### Task to carry out
Render every line of the material below as a JSON list of strings, one string per line, leaving out blank lines.

- - - -

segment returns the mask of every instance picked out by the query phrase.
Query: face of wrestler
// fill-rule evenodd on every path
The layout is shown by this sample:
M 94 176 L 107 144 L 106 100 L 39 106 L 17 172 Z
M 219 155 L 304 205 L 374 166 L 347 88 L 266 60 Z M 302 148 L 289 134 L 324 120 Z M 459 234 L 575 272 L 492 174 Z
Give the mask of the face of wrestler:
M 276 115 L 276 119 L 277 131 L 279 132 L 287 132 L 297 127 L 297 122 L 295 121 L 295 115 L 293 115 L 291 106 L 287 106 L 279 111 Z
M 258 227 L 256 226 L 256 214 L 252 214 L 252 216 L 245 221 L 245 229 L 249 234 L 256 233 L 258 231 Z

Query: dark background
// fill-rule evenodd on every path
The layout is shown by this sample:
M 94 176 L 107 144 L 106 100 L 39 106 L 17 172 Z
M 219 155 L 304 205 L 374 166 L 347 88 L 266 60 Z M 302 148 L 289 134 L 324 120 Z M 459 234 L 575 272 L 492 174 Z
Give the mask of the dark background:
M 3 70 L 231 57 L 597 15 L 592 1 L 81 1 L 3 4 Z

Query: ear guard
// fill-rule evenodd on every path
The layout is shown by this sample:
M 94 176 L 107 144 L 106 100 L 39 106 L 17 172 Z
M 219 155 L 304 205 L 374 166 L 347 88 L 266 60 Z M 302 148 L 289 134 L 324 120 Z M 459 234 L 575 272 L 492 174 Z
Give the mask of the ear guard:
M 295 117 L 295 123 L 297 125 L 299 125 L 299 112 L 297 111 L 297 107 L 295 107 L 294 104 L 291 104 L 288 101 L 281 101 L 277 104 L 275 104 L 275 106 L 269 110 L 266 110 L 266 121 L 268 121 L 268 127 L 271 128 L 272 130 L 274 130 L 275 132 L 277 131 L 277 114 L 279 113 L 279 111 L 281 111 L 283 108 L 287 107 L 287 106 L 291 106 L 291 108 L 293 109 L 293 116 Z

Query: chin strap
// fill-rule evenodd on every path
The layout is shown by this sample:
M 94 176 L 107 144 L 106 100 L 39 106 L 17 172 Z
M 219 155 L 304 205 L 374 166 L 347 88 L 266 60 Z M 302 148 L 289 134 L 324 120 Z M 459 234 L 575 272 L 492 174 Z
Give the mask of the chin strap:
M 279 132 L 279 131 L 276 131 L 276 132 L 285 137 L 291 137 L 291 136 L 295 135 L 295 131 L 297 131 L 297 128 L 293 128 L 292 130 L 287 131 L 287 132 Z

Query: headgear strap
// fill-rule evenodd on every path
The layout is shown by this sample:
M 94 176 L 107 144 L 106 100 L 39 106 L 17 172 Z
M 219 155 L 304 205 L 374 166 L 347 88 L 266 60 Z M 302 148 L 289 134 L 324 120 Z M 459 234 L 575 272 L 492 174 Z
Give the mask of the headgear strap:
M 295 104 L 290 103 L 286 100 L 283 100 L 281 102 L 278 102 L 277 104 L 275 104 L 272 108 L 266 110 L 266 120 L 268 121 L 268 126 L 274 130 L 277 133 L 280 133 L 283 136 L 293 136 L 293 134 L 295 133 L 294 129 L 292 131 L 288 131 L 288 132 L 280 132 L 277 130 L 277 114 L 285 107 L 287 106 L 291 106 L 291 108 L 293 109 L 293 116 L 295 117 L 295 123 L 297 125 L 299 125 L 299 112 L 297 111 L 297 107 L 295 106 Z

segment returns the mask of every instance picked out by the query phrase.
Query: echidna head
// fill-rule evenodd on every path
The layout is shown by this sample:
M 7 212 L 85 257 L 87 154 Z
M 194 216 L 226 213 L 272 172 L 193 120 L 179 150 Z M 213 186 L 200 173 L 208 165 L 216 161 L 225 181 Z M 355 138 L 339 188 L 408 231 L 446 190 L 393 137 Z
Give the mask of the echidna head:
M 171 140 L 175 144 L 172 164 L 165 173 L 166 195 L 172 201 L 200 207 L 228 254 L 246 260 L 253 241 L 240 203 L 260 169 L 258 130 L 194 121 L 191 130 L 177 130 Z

- - - -

### Task solution
[
  "segment returns the mask of every instance picked out by the query phrase.",
  "Query: face of wrestler",
  "// fill-rule evenodd on every path",
  "The layout is shown by this sample:",
  "M 94 176 L 107 144 L 106 100 L 39 106 L 17 172 Z",
  "M 219 155 L 304 205 L 374 166 L 347 88 L 266 60 Z M 302 148 L 289 134 L 324 120 Z M 459 234 L 575 272 L 492 174 Z",
  "Give the mask of the face of wrestler:",
  "M 276 115 L 276 119 L 277 131 L 279 132 L 287 132 L 297 127 L 297 122 L 295 121 L 295 115 L 293 115 L 291 106 L 287 106 L 279 111 Z",
  "M 258 227 L 256 226 L 256 214 L 252 214 L 252 216 L 245 221 L 245 229 L 249 234 L 256 233 L 258 231 Z",
  "Query: dark background",
  "// fill-rule evenodd on every path",
  "The layout is shown by this sample:",
  "M 94 176 L 107 144 L 106 100 L 39 106 L 17 172 Z",
  "M 219 155 L 304 205 L 374 166 L 347 88 L 266 60 Z M 302 148 L 289 134 L 324 120 Z M 459 234 L 575 272 L 492 174 Z",
  "Give the mask of the dark background:",
  "M 3 70 L 231 57 L 597 15 L 592 1 L 81 1 L 3 4 Z",
  "Query: ear guard",
  "// fill-rule evenodd on every path",
  "The layout is shown by this sample:",
  "M 94 176 L 107 144 L 106 100 L 39 106 L 17 172 Z",
  "M 219 155 L 304 205 L 374 166 L 347 88 L 266 60 Z M 302 148 L 289 134 L 324 120 Z M 459 234 L 575 272 L 492 174 Z",
  "Give the mask of the ear guard:",
  "M 295 117 L 295 123 L 297 125 L 299 125 L 299 112 L 297 111 L 297 107 L 295 107 L 294 104 L 291 104 L 288 101 L 281 101 L 277 104 L 275 104 L 275 106 L 269 110 L 266 110 L 266 121 L 268 121 L 268 127 L 271 128 L 272 130 L 274 130 L 275 132 L 277 131 L 277 114 L 279 113 L 279 111 L 281 111 L 283 108 L 287 107 L 287 106 L 291 106 L 291 108 L 293 109 L 293 116 Z",
  "Query: chin strap",
  "// fill-rule evenodd on every path",
  "The layout is shown by this sample:",
  "M 94 176 L 107 144 L 106 100 L 39 106 L 17 172 Z",
  "M 219 155 L 304 205 L 374 166 L 347 88 L 266 60 Z M 302 148 L 289 134 L 324 120 Z M 459 234 L 575 272 L 492 174 Z",
  "Give the mask of the chin strap:",
  "M 279 132 L 279 131 L 276 131 L 276 132 L 285 137 L 291 137 L 291 136 L 295 135 L 295 131 L 297 131 L 297 128 L 293 128 L 292 130 L 287 131 L 287 132 Z",
  "Query: headgear strap",
  "// fill-rule evenodd on every path",
  "The layout is shown by this sample:",
  "M 94 176 L 107 144 L 106 100 L 39 106 L 17 172 Z",
  "M 219 155 L 304 205 L 374 166 L 347 88 L 266 60 Z M 302 148 L 289 134 L 324 120 Z M 459 234 L 575 272 L 492 174 Z",
  "Give the mask of the headgear strap:",
  "M 295 104 L 290 103 L 286 100 L 283 100 L 281 102 L 278 102 L 277 104 L 275 104 L 272 108 L 266 110 L 266 120 L 268 121 L 268 126 L 274 130 L 277 133 L 280 133 L 283 136 L 293 136 L 293 134 L 295 133 L 294 129 L 292 131 L 288 131 L 288 132 L 280 132 L 277 130 L 277 114 L 285 107 L 287 106 L 291 106 L 291 108 L 293 109 L 293 116 L 295 117 L 295 123 L 297 125 L 299 125 L 299 112 L 297 111 L 297 107 L 295 106 Z",
  "segment returns the mask of every instance picked out by the query phrase.",
  "Query: echidna head",
  "// fill-rule evenodd on every path",
  "The layout is shown by this sample:",
  "M 7 212 L 85 257 L 87 154 Z",
  "M 194 216 L 226 213 L 272 172 L 193 120 L 179 150 Z M 213 186 L 200 173 L 208 165 L 216 161 L 225 181 Z M 355 138 L 339 188 L 408 231 L 446 190 L 393 137 Z",
  "Give the mask of the echidna head:",
  "M 171 140 L 175 144 L 172 164 L 165 173 L 166 195 L 172 201 L 200 207 L 228 254 L 246 260 L 253 241 L 240 203 L 260 169 L 258 130 L 194 121 L 191 130 L 177 130 Z"
]